### Data to process

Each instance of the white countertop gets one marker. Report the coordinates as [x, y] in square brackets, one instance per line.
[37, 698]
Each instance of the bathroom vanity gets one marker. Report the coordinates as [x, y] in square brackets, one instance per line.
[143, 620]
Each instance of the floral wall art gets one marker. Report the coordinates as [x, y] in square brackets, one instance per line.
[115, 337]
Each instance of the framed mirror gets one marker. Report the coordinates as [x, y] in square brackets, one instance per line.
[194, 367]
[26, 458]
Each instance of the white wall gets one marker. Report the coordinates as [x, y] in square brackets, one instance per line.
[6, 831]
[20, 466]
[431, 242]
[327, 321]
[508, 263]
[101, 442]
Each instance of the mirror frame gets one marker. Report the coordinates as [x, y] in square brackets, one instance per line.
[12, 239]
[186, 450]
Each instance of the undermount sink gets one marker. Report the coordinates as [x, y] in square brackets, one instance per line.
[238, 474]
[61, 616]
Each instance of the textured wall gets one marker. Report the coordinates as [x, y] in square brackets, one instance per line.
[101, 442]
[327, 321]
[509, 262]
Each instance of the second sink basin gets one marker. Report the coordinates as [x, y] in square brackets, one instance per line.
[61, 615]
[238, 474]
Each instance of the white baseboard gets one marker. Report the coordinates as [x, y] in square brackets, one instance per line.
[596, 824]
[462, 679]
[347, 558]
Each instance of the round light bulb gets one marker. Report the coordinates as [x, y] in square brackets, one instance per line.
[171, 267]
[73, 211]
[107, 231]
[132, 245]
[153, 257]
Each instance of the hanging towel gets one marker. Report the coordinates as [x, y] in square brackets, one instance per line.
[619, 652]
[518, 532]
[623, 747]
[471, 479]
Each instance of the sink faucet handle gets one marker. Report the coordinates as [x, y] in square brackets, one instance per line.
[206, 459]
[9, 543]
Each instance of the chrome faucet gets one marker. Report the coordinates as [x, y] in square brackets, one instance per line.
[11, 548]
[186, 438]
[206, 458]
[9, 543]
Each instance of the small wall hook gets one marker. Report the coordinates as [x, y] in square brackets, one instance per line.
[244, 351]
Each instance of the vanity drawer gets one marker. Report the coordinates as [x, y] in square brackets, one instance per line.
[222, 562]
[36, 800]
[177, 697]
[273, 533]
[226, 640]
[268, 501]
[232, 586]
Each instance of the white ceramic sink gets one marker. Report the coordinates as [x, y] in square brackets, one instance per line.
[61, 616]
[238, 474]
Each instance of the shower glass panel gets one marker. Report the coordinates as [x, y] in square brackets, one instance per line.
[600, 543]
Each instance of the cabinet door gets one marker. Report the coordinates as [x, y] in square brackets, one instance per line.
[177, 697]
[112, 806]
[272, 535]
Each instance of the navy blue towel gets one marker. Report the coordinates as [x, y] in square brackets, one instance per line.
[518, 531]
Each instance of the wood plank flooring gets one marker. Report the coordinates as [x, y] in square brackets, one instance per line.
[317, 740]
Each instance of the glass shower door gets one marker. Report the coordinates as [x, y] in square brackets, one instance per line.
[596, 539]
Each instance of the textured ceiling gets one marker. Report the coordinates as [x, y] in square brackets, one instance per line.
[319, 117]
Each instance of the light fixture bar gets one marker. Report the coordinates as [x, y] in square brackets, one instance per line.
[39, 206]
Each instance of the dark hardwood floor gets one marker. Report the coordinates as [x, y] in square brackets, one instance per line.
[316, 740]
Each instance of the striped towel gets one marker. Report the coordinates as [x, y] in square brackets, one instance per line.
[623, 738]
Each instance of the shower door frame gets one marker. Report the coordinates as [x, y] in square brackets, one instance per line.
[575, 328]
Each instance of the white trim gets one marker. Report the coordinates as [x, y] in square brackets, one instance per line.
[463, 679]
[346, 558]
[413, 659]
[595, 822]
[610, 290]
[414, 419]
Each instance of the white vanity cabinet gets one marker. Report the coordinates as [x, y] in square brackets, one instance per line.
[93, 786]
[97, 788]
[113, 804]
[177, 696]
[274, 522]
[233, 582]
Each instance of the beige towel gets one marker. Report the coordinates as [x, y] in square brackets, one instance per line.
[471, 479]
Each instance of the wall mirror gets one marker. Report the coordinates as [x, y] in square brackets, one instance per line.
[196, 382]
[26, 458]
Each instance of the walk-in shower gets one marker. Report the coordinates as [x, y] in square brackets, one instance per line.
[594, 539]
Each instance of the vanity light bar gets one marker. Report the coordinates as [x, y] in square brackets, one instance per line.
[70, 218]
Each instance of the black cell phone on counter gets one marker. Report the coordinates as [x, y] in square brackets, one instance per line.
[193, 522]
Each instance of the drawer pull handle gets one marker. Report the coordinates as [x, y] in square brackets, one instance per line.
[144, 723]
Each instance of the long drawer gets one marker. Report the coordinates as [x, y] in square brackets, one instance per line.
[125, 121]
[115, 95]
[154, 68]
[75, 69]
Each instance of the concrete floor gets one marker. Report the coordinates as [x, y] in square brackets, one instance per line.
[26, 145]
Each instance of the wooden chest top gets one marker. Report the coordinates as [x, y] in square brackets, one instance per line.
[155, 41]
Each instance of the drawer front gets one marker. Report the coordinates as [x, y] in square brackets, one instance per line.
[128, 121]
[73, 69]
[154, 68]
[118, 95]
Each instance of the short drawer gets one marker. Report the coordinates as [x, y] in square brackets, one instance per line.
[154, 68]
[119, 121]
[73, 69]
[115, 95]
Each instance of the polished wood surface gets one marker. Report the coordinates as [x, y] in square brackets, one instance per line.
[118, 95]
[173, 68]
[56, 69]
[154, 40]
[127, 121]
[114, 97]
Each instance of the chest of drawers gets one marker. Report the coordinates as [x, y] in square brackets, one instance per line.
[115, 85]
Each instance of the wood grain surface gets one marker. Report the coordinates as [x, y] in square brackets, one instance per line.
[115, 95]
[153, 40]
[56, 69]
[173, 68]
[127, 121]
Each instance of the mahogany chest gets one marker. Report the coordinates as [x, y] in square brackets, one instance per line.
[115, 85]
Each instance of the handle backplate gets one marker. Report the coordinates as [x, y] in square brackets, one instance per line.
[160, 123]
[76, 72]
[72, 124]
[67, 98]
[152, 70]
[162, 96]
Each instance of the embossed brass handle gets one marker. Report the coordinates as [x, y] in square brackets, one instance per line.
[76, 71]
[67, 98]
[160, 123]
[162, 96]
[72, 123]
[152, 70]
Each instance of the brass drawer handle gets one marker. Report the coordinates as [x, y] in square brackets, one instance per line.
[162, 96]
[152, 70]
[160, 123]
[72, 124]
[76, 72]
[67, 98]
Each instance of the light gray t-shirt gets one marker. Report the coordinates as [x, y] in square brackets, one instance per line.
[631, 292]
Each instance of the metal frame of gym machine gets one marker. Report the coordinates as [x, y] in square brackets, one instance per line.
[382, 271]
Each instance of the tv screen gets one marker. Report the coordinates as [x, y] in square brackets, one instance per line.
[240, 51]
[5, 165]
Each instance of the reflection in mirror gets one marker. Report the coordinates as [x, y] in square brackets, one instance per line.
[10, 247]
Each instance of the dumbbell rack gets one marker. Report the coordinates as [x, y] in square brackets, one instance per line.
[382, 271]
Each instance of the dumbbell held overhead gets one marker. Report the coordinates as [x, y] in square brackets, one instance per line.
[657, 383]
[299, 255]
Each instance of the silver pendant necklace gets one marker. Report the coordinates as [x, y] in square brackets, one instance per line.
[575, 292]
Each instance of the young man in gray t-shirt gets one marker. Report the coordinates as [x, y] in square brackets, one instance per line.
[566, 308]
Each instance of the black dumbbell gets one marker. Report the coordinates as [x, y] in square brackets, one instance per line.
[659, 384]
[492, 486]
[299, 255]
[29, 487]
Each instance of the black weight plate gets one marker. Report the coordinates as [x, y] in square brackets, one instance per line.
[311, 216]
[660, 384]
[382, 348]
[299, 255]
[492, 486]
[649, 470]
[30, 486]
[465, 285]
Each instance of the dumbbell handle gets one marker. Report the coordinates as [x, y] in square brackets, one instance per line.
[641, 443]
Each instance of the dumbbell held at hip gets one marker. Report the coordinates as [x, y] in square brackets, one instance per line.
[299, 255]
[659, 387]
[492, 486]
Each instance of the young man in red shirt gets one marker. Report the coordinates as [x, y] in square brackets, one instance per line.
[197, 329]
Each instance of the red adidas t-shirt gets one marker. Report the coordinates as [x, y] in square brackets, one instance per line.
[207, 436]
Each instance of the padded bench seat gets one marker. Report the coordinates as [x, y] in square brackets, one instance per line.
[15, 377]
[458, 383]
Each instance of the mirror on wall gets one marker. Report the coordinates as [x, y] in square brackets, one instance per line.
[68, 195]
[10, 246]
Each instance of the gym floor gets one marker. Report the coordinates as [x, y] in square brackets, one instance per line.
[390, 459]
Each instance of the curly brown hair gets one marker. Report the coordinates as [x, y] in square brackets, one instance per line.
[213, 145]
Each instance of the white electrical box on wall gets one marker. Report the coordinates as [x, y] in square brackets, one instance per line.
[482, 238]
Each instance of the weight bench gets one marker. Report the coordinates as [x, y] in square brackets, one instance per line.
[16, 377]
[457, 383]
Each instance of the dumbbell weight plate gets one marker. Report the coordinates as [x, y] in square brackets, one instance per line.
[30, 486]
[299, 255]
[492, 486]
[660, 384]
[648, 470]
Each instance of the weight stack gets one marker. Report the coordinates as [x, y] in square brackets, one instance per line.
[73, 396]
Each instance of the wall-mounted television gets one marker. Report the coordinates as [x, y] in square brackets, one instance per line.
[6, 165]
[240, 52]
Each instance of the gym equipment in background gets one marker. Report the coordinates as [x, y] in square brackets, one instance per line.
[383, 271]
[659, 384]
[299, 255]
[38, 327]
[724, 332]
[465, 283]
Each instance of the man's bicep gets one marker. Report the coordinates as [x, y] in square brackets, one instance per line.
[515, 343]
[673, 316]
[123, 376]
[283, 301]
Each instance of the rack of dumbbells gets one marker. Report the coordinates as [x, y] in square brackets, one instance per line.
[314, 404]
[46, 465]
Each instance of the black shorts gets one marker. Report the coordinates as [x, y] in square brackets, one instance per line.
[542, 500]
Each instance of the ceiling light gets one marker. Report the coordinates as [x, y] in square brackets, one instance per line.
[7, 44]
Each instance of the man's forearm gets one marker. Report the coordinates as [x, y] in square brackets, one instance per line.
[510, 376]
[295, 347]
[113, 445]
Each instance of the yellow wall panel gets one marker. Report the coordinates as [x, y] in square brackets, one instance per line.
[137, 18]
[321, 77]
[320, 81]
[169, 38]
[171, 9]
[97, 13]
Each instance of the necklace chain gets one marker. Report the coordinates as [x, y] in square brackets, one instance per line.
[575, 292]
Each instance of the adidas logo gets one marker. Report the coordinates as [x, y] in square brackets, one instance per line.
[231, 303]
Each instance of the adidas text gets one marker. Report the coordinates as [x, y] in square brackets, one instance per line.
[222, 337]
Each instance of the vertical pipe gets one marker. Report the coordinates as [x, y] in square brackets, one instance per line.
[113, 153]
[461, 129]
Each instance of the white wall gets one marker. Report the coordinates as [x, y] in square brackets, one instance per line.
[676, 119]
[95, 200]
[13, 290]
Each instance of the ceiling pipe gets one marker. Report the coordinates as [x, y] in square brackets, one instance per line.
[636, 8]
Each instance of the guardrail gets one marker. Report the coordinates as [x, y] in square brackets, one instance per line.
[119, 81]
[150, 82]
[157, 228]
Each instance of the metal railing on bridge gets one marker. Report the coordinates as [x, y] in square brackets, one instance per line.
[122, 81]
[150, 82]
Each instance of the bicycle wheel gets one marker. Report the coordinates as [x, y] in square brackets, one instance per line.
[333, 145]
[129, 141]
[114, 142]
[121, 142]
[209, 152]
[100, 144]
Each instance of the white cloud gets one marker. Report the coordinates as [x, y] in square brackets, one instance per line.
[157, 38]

######

**Written problem**
Reproduce nothing but the lines from the line containing "Each instance of the adidas logo" to the last line of the data, each exactly as written.

**The reply**
Each instance of the adidas logo gets one marker. Report the coordinates as [x, y] in square brackets, one instance per line.
[231, 303]
Each instance of the adidas text gets one marker. Report the coordinates as [x, y] in square brackets, one instance per line.
[222, 337]
Each instance of the vertical pipe gets one marker. Report the coordinates as [x, y] in square brackets, one instance per line.
[113, 153]
[461, 129]
Each instance of the white wall gets one marker. Report the coordinates as [x, y] in square brackets, one instance per line.
[676, 119]
[95, 200]
[13, 290]
Each instance of the ceiling pipe gets one marker. Report the coordinates as [x, y] in square brackets, one instance per line.
[636, 8]
Each instance of the guardrail gets one marker. Report the coordinates as [x, y] in square brackets, one instance per line.
[119, 81]
[150, 82]
[157, 228]
Each instance of the metal railing on bridge gets one marker. Report the coordinates as [x, y] in square brackets, one instance per line.
[122, 81]
[150, 82]
Each instance of the bicycle wheel gets one marker. Report the coordinates as [x, y] in square brackets, one instance per line.
[333, 145]
[129, 141]
[114, 142]
[121, 142]
[209, 152]
[100, 144]
Each instance of the white cloud gets one marker. Report the coordinates as [x, y] in square brackets, one instance per line.
[157, 38]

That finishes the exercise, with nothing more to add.